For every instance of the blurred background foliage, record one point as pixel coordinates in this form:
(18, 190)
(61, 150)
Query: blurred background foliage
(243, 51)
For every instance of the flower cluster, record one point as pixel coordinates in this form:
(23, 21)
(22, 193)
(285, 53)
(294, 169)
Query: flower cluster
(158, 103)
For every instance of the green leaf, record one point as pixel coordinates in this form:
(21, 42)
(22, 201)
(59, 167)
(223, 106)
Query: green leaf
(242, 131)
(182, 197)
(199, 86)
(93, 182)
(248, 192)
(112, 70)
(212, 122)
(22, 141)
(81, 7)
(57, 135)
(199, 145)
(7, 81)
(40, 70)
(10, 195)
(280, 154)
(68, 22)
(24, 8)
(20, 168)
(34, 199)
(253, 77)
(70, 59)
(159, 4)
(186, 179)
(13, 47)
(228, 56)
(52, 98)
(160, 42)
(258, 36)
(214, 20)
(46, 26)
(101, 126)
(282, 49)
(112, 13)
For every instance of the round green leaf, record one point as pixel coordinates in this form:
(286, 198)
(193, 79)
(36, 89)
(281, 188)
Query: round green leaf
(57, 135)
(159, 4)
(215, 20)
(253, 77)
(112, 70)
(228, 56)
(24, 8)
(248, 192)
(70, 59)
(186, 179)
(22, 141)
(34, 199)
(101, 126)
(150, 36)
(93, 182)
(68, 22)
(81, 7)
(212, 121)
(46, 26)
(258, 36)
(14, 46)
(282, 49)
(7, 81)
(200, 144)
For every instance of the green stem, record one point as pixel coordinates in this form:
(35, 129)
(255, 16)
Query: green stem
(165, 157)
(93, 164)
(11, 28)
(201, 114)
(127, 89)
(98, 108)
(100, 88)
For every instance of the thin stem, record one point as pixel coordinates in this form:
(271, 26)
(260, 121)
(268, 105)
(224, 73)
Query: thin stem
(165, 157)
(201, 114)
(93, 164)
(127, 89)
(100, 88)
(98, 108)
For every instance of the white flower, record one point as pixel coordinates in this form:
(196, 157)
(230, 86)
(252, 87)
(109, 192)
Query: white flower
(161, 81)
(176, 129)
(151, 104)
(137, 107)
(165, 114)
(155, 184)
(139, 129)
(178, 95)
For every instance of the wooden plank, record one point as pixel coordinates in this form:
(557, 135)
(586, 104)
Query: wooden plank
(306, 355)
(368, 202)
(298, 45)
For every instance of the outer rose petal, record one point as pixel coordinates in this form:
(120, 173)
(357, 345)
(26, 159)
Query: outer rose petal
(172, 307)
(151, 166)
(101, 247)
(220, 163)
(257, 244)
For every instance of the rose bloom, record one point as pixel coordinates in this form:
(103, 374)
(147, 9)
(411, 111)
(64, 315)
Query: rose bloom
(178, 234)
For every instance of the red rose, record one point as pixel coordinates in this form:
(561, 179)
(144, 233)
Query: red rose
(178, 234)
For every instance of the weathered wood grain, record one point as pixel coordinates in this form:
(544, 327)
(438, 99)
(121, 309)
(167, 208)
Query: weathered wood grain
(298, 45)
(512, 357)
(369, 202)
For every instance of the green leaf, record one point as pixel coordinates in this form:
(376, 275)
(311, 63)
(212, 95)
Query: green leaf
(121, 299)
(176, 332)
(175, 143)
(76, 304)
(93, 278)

* * * * * * *

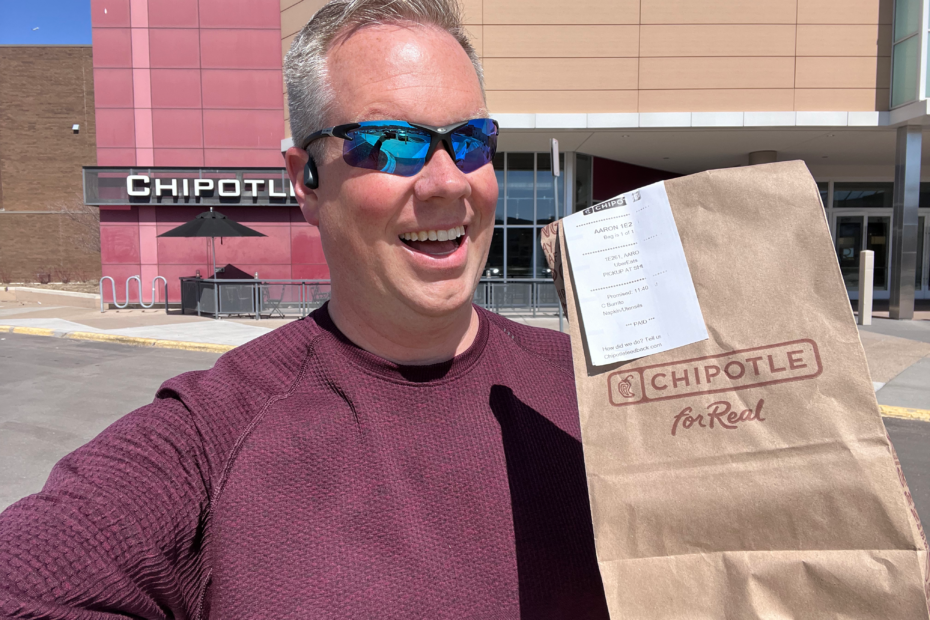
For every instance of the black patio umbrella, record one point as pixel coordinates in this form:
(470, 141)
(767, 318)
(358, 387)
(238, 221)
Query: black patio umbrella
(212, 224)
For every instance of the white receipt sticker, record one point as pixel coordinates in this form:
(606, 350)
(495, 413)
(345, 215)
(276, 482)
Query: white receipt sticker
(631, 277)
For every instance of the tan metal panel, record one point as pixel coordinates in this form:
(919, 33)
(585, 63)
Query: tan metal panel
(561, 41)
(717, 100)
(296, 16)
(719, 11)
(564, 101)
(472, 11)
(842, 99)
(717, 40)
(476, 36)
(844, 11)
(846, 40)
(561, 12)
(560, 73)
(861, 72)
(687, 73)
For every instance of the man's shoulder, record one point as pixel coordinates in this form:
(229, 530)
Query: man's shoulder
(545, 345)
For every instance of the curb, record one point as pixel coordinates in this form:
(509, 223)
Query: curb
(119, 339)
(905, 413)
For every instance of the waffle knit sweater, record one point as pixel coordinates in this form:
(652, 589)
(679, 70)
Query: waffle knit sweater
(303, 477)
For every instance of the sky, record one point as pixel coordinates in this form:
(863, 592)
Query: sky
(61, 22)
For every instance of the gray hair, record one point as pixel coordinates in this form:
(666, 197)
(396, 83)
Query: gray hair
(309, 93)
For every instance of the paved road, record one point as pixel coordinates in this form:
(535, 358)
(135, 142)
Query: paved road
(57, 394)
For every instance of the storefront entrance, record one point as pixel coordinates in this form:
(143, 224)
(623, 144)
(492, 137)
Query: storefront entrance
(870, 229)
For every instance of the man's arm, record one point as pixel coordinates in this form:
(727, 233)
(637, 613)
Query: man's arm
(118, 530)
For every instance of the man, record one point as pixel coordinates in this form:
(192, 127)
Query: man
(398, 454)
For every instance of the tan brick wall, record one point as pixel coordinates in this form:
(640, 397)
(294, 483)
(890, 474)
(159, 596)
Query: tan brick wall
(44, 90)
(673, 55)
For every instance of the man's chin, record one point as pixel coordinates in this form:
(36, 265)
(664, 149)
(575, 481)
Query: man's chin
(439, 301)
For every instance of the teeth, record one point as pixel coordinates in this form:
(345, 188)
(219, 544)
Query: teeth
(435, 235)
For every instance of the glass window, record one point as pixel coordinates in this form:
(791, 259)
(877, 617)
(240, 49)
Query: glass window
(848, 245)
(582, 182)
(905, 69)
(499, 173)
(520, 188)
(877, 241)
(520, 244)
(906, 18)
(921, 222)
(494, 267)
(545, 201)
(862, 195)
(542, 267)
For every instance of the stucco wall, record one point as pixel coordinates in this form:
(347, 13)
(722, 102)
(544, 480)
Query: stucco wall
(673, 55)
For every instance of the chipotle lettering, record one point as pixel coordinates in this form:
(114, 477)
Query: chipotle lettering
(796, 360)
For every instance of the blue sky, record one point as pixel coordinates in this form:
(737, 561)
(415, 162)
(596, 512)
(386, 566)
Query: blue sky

* * * * * * *

PROBLEM: Your task is to retype the entries verbatim, starting with the line that holds "For every instance of the blue" and stopping after the line that holds "Query: blue sky".

TASK RESPONSE:
For every instance of the blue sky, record one point as pixel coordinates in this form:
(737, 561)
(415, 162)
(596, 512)
(386, 566)
Query: blue sky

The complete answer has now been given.